Please find every line in the entries below that contains the word "cloud" and copy each one out in full.

········

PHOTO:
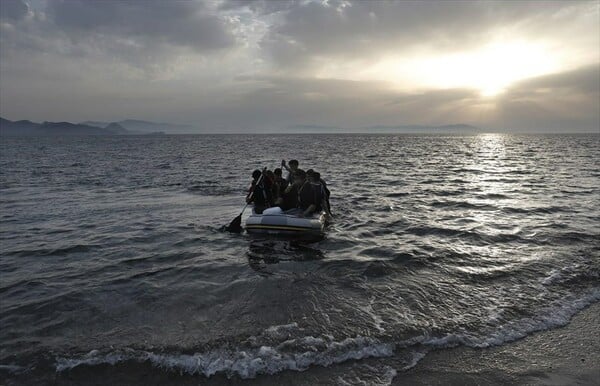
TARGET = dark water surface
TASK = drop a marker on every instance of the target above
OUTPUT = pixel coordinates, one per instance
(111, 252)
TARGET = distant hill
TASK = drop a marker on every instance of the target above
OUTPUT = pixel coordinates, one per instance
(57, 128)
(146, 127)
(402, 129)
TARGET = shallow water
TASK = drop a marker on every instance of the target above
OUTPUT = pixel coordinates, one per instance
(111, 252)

········

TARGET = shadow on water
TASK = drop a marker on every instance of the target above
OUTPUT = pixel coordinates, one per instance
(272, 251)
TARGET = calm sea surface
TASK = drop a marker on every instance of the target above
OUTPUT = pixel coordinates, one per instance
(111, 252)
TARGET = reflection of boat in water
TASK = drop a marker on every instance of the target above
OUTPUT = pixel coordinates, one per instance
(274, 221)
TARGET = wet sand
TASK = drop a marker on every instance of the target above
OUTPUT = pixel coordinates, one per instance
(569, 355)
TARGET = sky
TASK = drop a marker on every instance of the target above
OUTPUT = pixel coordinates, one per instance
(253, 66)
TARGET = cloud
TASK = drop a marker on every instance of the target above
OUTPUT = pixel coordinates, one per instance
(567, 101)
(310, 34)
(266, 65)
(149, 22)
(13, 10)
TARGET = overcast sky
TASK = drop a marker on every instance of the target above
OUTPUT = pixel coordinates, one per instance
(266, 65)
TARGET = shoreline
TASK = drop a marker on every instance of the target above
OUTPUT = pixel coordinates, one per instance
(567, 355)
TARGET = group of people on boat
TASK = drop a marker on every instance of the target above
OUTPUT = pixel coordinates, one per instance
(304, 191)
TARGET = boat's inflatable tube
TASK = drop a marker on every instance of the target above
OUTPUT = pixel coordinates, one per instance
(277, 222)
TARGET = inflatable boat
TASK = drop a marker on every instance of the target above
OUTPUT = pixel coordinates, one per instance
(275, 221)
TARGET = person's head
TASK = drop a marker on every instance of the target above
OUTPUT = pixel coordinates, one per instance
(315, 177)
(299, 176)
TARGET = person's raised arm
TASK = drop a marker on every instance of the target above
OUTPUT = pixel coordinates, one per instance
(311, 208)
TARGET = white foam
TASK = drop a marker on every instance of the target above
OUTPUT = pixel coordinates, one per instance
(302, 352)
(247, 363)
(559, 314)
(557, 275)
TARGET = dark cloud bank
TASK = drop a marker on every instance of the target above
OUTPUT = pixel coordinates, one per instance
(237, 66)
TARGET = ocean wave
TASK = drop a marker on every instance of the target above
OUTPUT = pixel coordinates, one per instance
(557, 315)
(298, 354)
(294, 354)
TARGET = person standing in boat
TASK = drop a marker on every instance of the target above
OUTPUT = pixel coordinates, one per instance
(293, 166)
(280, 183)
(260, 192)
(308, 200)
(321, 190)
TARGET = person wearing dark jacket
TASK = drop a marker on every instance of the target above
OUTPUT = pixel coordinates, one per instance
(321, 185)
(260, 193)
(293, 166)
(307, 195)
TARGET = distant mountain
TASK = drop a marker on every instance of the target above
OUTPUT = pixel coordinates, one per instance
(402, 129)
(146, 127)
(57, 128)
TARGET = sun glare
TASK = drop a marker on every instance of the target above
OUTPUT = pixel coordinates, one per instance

········

* **THE OUTPUT**
TARGET = cloud
TARGET = dark cloud bank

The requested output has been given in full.